→ Supplied records
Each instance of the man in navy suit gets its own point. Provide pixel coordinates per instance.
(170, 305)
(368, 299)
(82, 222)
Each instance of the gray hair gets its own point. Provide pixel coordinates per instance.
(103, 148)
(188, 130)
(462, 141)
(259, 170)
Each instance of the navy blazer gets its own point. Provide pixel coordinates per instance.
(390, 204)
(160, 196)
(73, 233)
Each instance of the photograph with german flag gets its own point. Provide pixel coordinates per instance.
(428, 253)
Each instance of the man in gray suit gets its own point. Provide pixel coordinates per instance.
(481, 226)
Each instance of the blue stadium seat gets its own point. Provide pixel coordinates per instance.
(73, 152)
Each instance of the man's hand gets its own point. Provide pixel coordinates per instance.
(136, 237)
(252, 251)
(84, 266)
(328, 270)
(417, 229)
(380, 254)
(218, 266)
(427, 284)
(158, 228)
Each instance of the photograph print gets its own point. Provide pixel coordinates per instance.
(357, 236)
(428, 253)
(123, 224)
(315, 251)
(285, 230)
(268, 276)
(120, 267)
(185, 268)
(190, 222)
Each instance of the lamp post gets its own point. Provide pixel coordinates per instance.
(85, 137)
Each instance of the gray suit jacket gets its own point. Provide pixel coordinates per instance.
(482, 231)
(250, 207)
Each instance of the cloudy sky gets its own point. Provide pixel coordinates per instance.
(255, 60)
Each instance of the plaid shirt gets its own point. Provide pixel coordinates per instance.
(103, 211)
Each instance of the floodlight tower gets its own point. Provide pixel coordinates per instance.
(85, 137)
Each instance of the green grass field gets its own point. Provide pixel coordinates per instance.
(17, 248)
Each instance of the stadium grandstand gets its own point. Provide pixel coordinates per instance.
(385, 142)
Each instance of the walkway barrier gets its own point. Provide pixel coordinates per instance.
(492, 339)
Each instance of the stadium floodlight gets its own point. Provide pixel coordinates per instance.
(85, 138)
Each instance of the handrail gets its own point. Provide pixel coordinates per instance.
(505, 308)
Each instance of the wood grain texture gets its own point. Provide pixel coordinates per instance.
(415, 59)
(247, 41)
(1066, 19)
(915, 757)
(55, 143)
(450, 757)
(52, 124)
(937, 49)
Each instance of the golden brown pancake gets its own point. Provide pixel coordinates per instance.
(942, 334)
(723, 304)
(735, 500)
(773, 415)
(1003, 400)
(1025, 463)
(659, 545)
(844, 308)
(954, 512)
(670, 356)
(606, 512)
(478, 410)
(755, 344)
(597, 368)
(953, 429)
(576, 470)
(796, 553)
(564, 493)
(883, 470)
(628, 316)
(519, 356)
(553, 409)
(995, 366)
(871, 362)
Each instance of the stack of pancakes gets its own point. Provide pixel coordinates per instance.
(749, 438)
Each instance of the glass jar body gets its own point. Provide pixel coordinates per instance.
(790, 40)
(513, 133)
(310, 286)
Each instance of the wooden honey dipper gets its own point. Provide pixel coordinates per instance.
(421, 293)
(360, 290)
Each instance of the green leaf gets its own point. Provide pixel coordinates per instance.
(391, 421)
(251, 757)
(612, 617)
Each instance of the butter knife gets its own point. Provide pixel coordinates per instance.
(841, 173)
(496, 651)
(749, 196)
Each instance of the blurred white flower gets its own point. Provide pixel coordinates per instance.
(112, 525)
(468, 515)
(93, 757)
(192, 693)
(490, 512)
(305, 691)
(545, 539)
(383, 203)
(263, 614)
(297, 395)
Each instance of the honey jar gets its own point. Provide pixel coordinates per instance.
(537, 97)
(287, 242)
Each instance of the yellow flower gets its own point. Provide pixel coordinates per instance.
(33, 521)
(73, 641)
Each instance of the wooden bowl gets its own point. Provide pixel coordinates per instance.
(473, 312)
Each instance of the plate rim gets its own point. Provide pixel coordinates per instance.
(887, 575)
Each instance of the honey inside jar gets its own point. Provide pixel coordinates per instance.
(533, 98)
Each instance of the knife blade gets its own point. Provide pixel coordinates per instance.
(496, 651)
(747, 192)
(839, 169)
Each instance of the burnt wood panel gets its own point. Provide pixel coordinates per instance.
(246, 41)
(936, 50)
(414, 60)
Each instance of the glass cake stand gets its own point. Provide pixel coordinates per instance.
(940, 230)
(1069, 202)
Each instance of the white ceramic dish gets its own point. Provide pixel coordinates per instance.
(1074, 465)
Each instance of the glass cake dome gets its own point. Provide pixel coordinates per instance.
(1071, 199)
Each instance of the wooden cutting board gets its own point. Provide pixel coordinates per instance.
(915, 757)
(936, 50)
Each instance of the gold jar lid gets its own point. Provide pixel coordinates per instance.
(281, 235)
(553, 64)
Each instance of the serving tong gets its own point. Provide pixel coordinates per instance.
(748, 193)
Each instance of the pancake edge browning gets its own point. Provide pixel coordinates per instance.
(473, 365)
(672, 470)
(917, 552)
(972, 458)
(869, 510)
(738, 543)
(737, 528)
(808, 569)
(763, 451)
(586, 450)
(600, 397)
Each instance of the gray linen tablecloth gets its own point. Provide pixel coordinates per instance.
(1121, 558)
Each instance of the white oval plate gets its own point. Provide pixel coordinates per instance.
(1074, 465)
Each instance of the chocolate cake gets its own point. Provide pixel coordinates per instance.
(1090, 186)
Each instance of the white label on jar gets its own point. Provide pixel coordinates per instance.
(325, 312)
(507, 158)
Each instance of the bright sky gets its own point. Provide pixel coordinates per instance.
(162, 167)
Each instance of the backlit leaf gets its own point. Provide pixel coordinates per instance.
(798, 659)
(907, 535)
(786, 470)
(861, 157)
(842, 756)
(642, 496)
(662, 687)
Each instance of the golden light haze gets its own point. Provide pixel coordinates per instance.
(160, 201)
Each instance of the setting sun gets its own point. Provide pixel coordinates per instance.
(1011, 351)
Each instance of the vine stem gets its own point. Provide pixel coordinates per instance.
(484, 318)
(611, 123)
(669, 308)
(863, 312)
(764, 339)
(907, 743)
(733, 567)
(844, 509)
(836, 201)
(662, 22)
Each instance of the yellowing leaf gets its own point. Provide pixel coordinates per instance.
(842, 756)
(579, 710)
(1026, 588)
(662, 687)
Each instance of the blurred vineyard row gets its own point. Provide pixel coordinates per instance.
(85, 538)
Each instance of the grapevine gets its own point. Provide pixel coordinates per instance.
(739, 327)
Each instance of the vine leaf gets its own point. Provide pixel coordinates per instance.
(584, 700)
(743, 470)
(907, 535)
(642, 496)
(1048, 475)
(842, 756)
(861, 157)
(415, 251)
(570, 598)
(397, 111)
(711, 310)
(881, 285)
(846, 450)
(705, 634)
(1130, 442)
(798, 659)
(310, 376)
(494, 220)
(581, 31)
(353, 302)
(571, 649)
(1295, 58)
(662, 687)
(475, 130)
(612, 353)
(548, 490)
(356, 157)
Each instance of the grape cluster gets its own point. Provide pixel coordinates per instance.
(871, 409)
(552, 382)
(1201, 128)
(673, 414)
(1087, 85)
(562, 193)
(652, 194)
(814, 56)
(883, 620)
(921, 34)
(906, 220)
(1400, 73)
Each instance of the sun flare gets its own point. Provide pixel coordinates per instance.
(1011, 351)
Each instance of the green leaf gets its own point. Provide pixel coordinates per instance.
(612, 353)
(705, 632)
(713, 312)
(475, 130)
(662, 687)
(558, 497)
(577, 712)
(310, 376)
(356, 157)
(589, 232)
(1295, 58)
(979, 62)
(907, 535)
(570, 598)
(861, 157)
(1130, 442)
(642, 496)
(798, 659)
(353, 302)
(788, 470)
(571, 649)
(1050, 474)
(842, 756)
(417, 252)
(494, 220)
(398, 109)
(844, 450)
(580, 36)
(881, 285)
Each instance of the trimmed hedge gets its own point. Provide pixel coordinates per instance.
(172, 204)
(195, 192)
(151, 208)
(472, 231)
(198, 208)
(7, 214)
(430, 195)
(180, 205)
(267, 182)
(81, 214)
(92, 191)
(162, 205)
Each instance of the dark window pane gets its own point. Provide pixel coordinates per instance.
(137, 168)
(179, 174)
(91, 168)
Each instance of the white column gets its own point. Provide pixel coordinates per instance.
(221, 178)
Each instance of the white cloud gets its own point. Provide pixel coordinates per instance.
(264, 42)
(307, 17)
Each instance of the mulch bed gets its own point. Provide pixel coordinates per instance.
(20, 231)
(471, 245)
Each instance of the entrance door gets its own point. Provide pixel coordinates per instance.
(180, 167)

→ Task details
Each line from the one with "Each instance of the grape cluster" through the last line of the records must be written out word for word. Include nothing else.

→ Result for this exercise
Each instance of the grape cluster gets its own point. Provide pixel coordinates per instance.
(871, 409)
(552, 382)
(1201, 128)
(673, 414)
(1087, 85)
(562, 193)
(652, 194)
(814, 56)
(883, 620)
(921, 34)
(906, 220)
(1400, 73)
Each instance of the sun flare gets its own point. Provide pixel coordinates per instance.
(1011, 351)
Each instance of the green leaf gets its own point. Provide pixel coordinates per instance.
(612, 353)
(705, 632)
(713, 312)
(475, 130)
(662, 687)
(558, 497)
(577, 712)
(310, 376)
(356, 157)
(589, 232)
(1295, 58)
(979, 62)
(907, 535)
(570, 598)
(861, 157)
(1130, 442)
(642, 496)
(798, 659)
(353, 302)
(788, 470)
(571, 649)
(1050, 474)
(842, 756)
(417, 252)
(494, 220)
(398, 109)
(844, 450)
(580, 36)
(881, 285)
Each instance of the trimmed hedge gets its own point. Provide pixel coordinates per instance.
(172, 204)
(195, 192)
(151, 208)
(472, 231)
(198, 208)
(7, 214)
(430, 195)
(180, 205)
(267, 182)
(81, 214)
(92, 191)
(162, 205)
Each instance of the dark window pane gets its own point. Provide pixel coordinates per instance.
(137, 168)
(179, 174)
(91, 168)
Each instance of the white column gets its own point. Provide pixel coordinates per instance.
(221, 178)
Each instance of the white cloud gets its own point. Provide pixel coordinates per instance.
(264, 42)
(307, 17)
Each instance of the mulch bed gets its own point. Provide pixel coordinates per instance.
(20, 231)
(471, 245)
Each instance of the entrance door gets its own point. Provide pixel coordinates per instance.
(180, 167)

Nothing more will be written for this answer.